**PROBLEM DESCRIPTION**
Update the records below by replacing "Report all instances" with "List every instance" throughout. Reproduce all the lines, changing nothing else.

**TASK DATA**
# # # # #

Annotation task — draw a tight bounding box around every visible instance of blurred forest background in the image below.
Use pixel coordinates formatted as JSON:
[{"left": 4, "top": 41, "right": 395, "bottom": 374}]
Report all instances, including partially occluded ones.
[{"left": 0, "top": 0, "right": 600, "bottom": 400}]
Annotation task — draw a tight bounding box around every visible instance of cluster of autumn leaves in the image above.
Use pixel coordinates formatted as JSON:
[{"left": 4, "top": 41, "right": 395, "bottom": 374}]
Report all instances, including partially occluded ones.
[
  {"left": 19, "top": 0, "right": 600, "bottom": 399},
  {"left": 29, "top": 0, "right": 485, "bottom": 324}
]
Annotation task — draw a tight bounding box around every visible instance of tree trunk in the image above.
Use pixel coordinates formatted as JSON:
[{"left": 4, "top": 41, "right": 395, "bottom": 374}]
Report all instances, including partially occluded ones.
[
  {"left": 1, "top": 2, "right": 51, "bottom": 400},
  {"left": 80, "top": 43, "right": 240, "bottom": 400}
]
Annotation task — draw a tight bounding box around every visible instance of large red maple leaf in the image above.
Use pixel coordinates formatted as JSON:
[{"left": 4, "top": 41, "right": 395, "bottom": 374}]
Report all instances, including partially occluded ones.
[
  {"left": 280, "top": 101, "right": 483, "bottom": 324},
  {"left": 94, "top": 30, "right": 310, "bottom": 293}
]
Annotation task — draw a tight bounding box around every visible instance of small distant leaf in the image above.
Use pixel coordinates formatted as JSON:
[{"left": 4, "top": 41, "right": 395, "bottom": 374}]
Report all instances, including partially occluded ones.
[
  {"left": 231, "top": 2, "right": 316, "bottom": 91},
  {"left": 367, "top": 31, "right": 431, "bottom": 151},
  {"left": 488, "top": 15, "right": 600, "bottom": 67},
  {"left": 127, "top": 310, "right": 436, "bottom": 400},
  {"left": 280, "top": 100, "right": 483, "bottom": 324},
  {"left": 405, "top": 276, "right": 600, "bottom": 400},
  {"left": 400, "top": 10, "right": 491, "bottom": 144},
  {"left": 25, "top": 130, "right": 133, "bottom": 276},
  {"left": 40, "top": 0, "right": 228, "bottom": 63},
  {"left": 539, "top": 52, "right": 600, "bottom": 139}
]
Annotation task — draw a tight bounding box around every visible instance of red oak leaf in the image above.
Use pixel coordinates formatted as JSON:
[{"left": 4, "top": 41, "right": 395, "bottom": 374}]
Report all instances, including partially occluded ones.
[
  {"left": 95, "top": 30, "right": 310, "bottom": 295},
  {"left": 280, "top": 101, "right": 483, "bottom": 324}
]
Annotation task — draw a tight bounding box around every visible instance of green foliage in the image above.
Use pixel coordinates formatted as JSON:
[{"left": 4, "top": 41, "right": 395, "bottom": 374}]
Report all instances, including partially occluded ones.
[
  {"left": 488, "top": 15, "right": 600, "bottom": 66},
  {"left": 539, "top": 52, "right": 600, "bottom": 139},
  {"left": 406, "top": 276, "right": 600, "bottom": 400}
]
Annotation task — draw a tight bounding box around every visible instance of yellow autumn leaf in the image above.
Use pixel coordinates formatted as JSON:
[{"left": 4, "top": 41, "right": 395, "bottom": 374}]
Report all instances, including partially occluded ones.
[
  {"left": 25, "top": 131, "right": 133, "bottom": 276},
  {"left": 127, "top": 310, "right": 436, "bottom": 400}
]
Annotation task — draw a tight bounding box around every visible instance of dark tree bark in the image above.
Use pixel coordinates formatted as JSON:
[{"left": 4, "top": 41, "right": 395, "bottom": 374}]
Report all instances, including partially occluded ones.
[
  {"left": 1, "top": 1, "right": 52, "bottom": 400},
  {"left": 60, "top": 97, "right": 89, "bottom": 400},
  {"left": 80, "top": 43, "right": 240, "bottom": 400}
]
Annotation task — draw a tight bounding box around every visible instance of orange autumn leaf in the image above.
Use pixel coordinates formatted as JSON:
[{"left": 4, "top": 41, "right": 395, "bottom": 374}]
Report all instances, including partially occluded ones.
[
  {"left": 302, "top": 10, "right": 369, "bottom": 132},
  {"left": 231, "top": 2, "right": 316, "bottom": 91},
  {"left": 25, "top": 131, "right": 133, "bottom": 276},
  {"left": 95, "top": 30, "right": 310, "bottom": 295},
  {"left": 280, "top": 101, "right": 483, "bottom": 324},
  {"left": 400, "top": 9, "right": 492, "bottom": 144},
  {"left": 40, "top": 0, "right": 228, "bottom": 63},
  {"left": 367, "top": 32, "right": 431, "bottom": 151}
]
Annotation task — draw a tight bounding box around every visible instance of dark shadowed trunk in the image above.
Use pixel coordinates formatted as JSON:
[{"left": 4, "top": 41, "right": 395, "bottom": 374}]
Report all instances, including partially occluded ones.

# # # # #

**CORRECT RESPONSE**
Annotation task — draw a tight bounding box around every visible instance of blurred forest background in the image below.
Use pixel coordinates formatted as JSON:
[{"left": 4, "top": 41, "right": 395, "bottom": 374}]
List every instance, including partially occluded ones.
[{"left": 0, "top": 0, "right": 600, "bottom": 400}]
Annotation task — draw a tight bounding box around every visible instance of cluster of autumn leaves in the image above.
Use pixel coordinates formatted as JSON:
[{"left": 4, "top": 41, "right": 395, "bottom": 374}]
List every instance, including partially occluded ones.
[
  {"left": 19, "top": 0, "right": 600, "bottom": 399},
  {"left": 29, "top": 0, "right": 485, "bottom": 324}
]
Annotation task — draw a tight bounding box around every visible instance of tree trunk in the image above.
Use pixel coordinates formatted as JSON:
[{"left": 4, "top": 41, "right": 395, "bottom": 374}]
List every instance, including partially occluded ones.
[
  {"left": 1, "top": 2, "right": 51, "bottom": 400},
  {"left": 80, "top": 43, "right": 240, "bottom": 400}
]
Annotation task — draw a tight bounding box around every visible instance of large red maple leaf in the image above.
Use pixel coordinates formatted as JSON:
[{"left": 4, "top": 41, "right": 395, "bottom": 374}]
List every instance, including partially occluded ones.
[
  {"left": 280, "top": 101, "right": 483, "bottom": 324},
  {"left": 94, "top": 30, "right": 310, "bottom": 293}
]
Annotation task — draw a tight bounding box around every visible instance of small distant leaf in the image above.
Use pixel coordinates formatted as JSON:
[{"left": 4, "top": 41, "right": 395, "bottom": 374}]
List every instance, including partially occluded ones.
[
  {"left": 231, "top": 2, "right": 316, "bottom": 91},
  {"left": 367, "top": 31, "right": 431, "bottom": 151},
  {"left": 488, "top": 15, "right": 600, "bottom": 67},
  {"left": 127, "top": 310, "right": 436, "bottom": 400},
  {"left": 280, "top": 100, "right": 483, "bottom": 324},
  {"left": 405, "top": 276, "right": 600, "bottom": 400},
  {"left": 400, "top": 10, "right": 491, "bottom": 144},
  {"left": 25, "top": 130, "right": 133, "bottom": 276},
  {"left": 40, "top": 0, "right": 228, "bottom": 63},
  {"left": 539, "top": 52, "right": 600, "bottom": 139}
]
Annotation task — draw a tight bounding box around every visible instance of red oak leaf in the image above.
Use pixel coordinates formatted as JSON:
[{"left": 4, "top": 41, "right": 395, "bottom": 374}]
List every instance, including partially occluded ones.
[
  {"left": 95, "top": 30, "right": 310, "bottom": 295},
  {"left": 280, "top": 101, "right": 483, "bottom": 324}
]
Annotation task — draw a tight bounding box around every visible instance of green foliage in the image above.
Use pixel coordinates formatted as JSON:
[{"left": 4, "top": 41, "right": 395, "bottom": 374}]
List every instance, including partially occluded ones.
[
  {"left": 488, "top": 15, "right": 600, "bottom": 66},
  {"left": 539, "top": 52, "right": 600, "bottom": 139},
  {"left": 406, "top": 276, "right": 600, "bottom": 400}
]
Annotation task — draw a tight bounding box around every visible instance of yellow autumn leaf in the image above.
Use pixel coordinates formatted as JSON:
[{"left": 4, "top": 41, "right": 395, "bottom": 374}]
List every instance, including partially occluded ones.
[
  {"left": 25, "top": 131, "right": 133, "bottom": 276},
  {"left": 127, "top": 310, "right": 436, "bottom": 400}
]
Annotation task — draw a tight bounding box around every visible instance of dark tree bark in the image above.
Use pixel coordinates formatted as JSON:
[{"left": 4, "top": 41, "right": 395, "bottom": 374}]
List every instance, including partially occluded ones.
[
  {"left": 1, "top": 1, "right": 52, "bottom": 400},
  {"left": 60, "top": 97, "right": 89, "bottom": 400},
  {"left": 80, "top": 43, "right": 240, "bottom": 400}
]
Annotation task — draw a tight bounding box around every visible instance of orange autumn leaf in the image above.
Use pixel coordinates formatted as JSON:
[{"left": 4, "top": 41, "right": 395, "bottom": 374}]
List every instance, including partially occluded ones.
[
  {"left": 302, "top": 10, "right": 369, "bottom": 132},
  {"left": 231, "top": 2, "right": 316, "bottom": 91},
  {"left": 25, "top": 131, "right": 133, "bottom": 276},
  {"left": 95, "top": 30, "right": 310, "bottom": 295},
  {"left": 280, "top": 101, "right": 483, "bottom": 324},
  {"left": 400, "top": 9, "right": 492, "bottom": 144},
  {"left": 40, "top": 0, "right": 228, "bottom": 63},
  {"left": 367, "top": 32, "right": 431, "bottom": 151}
]
Annotation task — draw a tight bounding box around every visible instance of dark shadowed trunk in the image above.
Use pixel coordinates formatted as JSON:
[{"left": 4, "top": 41, "right": 395, "bottom": 374}]
List every instance, including partially occluded ones.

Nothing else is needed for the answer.